Given exercise: Render every line of the rows below as a Markdown table with two columns, "Line No." and "Line Text," numbering the lines in order and omitting any blank lines.

── Exercise data

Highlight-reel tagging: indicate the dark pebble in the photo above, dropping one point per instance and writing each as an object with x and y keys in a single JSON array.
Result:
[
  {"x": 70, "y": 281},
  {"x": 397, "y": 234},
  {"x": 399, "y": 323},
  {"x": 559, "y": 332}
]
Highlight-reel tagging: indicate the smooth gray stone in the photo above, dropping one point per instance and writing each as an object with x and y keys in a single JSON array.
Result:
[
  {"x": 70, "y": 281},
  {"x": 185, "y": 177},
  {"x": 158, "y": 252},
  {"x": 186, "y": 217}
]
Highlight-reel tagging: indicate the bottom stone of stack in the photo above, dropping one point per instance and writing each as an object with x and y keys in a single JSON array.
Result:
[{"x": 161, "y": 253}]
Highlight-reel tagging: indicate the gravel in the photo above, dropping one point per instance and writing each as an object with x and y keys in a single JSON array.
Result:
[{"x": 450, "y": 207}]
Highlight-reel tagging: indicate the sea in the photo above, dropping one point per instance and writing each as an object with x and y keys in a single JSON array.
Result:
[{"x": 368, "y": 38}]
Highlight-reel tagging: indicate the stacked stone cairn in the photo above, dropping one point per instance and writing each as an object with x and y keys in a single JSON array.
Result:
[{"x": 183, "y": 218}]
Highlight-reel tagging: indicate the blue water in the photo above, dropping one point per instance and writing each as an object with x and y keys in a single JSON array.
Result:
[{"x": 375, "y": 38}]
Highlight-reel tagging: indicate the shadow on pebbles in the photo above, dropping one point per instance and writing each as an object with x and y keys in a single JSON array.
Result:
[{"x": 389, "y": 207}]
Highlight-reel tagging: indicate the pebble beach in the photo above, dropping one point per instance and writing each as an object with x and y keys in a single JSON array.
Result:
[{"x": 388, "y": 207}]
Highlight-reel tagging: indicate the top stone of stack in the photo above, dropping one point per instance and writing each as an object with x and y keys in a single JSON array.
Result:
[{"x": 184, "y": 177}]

────

Answer for this exercise:
| Line No. | Line Text |
|---|---|
| 1 | Highlight-reel tagging: indicate the dark pebble in the photo above, dropping one point per instance and writing each as an object with x and y keys in a single JSON array. |
| 2 | Result: |
| 3 | [ |
| 4 |   {"x": 70, "y": 281}, |
| 5 |   {"x": 397, "y": 234}, |
| 6 |   {"x": 399, "y": 323}, |
| 7 |   {"x": 559, "y": 332} |
| 8 | ] |
| 9 | Highlight-reel tagging: indicate the smooth gray stone in the photo above, dropping one point per instance and writing each as an object with x and y keys in a single JSON array. |
| 10 | Result: |
| 11 | [ |
| 12 |   {"x": 70, "y": 281}, |
| 13 |   {"x": 185, "y": 177}, |
| 14 |   {"x": 158, "y": 252}, |
| 15 |   {"x": 186, "y": 217} |
| 16 | ] |
| 17 | Highlight-reel tagging: indicate the bottom stone of stack in the photo above, dropping one point per instance and writing each as an object with x and y keys in a single JSON array. |
| 18 | Result: |
| 19 | [{"x": 161, "y": 253}] |
| 20 | Highlight-reel tagging: indicate the gravel in the photo above, dropping one point per instance and writing each as an object with x and y keys in a single JSON array. |
| 21 | Result: |
| 22 | [{"x": 450, "y": 207}] |
| 23 | Highlight-reel tagging: indicate the sea in the photo above, dropping one point per instance and writing each as an object with x and y keys in a single JSON array. |
| 24 | Result: |
| 25 | [{"x": 368, "y": 38}] |
| 26 | Highlight-reel tagging: indicate the stacked stone cairn in the photo above, dropping one point per instance and writing each as an object with x and y keys in a single JSON array. |
| 27 | Result: |
| 28 | [{"x": 183, "y": 218}] |
| 29 | Highlight-reel tagging: indicate the blue water in the photo above, dropping one point per instance and writing each as an object with x and y keys in a single JSON array. |
| 30 | Result: |
| 31 | [{"x": 375, "y": 38}] |
| 32 | Highlight-reel tagging: indicate the shadow on pebbles in the photo above, dropping one point per instance and writing each as an object with x and y keys in a single JSON array. |
| 33 | Result: |
| 34 | [{"x": 389, "y": 207}] |
| 35 | Highlight-reel tagging: indicate the pebble beach in the photo above, dropping one point per instance and writing each as an object with x and y keys in a single JSON array. |
| 36 | Result: |
| 37 | [{"x": 388, "y": 207}] |
| 38 | Highlight-reel tagging: indicate the top stone of stack in the photo above, dropping one point per instance and writing each as an object with x and y keys in a single JSON array. |
| 39 | Result: |
| 40 | [{"x": 184, "y": 177}] |